Reproduce the lines of the material below from the line with "Is there any stacked" to the line with "left=533, top=57, right=621, bottom=136", including both of those lines, character for character.
-- begin MATERIALS PROVIDED --
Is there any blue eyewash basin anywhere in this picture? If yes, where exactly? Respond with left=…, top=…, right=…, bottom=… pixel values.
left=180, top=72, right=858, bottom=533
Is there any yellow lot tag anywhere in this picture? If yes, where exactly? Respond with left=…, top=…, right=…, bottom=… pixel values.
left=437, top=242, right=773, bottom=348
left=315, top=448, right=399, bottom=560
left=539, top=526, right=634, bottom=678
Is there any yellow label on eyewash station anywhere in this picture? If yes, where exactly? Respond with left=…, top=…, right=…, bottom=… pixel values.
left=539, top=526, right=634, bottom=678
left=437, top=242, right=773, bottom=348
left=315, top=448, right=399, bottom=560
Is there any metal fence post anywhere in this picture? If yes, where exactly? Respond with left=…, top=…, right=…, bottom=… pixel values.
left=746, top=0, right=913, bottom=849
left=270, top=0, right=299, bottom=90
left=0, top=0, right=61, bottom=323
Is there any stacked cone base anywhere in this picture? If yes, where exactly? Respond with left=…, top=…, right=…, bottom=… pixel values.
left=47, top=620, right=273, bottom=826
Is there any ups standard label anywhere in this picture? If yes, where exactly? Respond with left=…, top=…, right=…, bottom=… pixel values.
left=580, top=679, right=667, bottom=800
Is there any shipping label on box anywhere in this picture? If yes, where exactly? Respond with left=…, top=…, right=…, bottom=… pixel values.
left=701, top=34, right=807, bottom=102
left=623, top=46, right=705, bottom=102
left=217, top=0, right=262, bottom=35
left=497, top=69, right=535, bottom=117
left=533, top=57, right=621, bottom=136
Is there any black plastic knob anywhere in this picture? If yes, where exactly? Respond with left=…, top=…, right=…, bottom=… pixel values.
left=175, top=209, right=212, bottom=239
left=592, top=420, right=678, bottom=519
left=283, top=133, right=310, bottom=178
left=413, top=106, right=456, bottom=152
-- end MATERIALS PROVIDED --
-- begin MATERIALS PROVIDED --
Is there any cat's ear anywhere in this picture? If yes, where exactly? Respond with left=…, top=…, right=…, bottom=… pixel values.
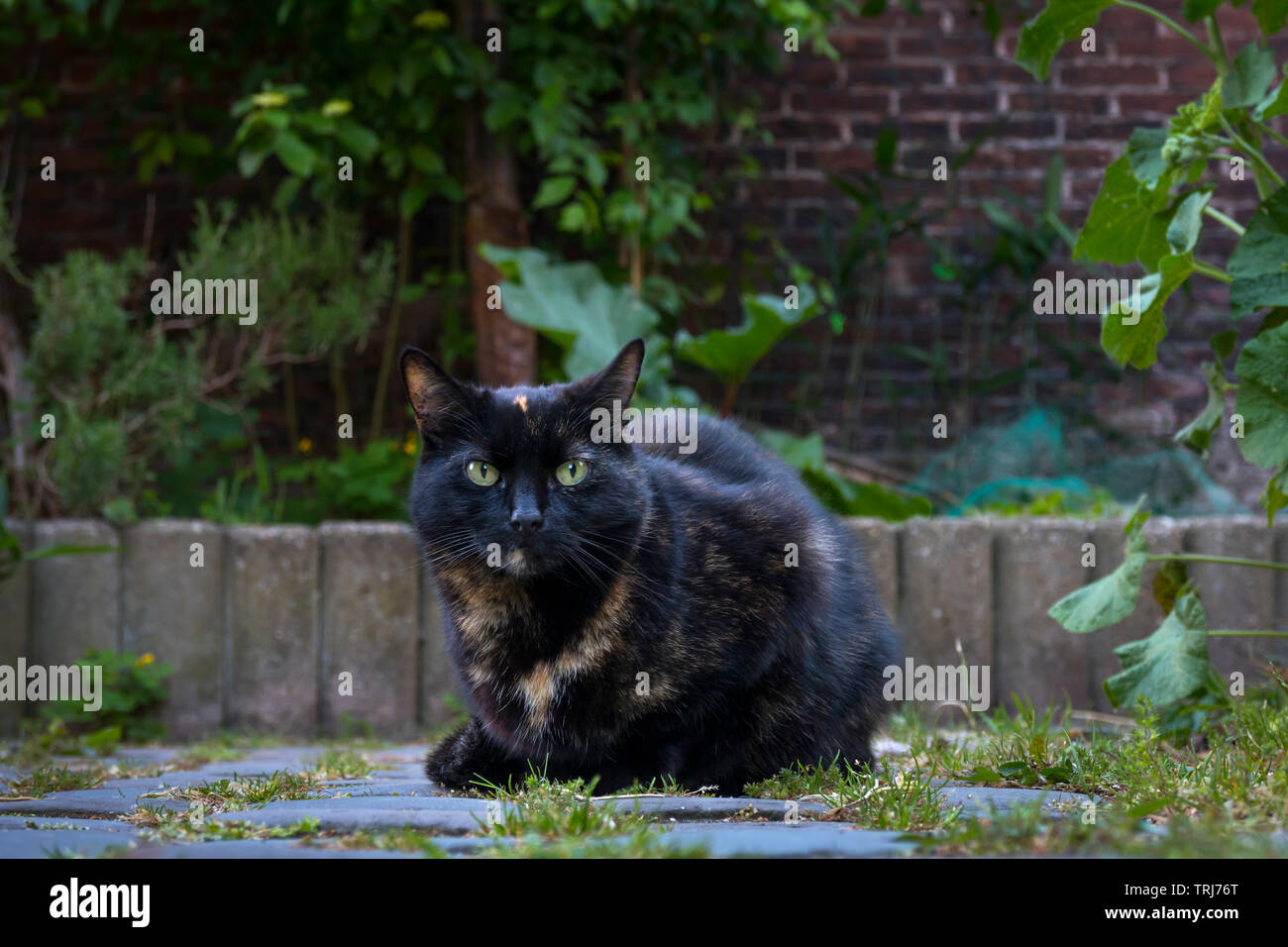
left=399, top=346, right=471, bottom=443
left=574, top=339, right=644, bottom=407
-- end MATERIALS PROVIDED --
-- begin MATERIALS PROVIDED --
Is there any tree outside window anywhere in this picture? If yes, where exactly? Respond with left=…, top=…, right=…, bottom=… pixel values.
-- end MATERIALS PROVIDED --
» **THE RESPONSE**
Is there any stacked cone base anywhere in this picture? If yes, where exactly? Respond with left=…, top=…, right=…, bottom=… pixel values.
left=47, top=620, right=273, bottom=826
Is there any ups standard label anywhere in this picture? If yes, where exactly? Respond with left=…, top=…, right=…, bottom=… pixel values.
left=580, top=679, right=667, bottom=800
Is there any shipping label on box anywhere in this picture? If yes, where exactly? Respond with left=…, top=…, right=…, bottom=… pixel values.
left=701, top=34, right=807, bottom=102
left=623, top=46, right=705, bottom=102
left=217, top=0, right=262, bottom=35
left=497, top=69, right=535, bottom=117
left=533, top=57, right=621, bottom=136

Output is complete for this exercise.